__Task to carry out__
Update the records by putting "window reflection" wherever "reflected window" appears, and leave every other part of the lines as it is.

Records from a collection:
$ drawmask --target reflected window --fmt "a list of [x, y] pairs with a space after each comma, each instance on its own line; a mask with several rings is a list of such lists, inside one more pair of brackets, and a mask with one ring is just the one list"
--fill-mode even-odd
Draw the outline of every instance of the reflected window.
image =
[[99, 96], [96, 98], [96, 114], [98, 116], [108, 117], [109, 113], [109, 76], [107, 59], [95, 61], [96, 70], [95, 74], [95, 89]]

__Final answer__
$ drawmask --target window reflection --fmt "a list of [x, y] pairs with a space after each comma, each instance on its own line; a mask with several rings is a list of such lists, inside one more pair of brackets, and a mask with one ring is just the one list"
--fill-mode even-odd
Draw the outline of every instance of the window reflection.
image =
[[99, 96], [96, 98], [96, 114], [98, 116], [108, 117], [109, 113], [109, 76], [107, 59], [95, 61], [96, 70], [95, 74], [95, 89]]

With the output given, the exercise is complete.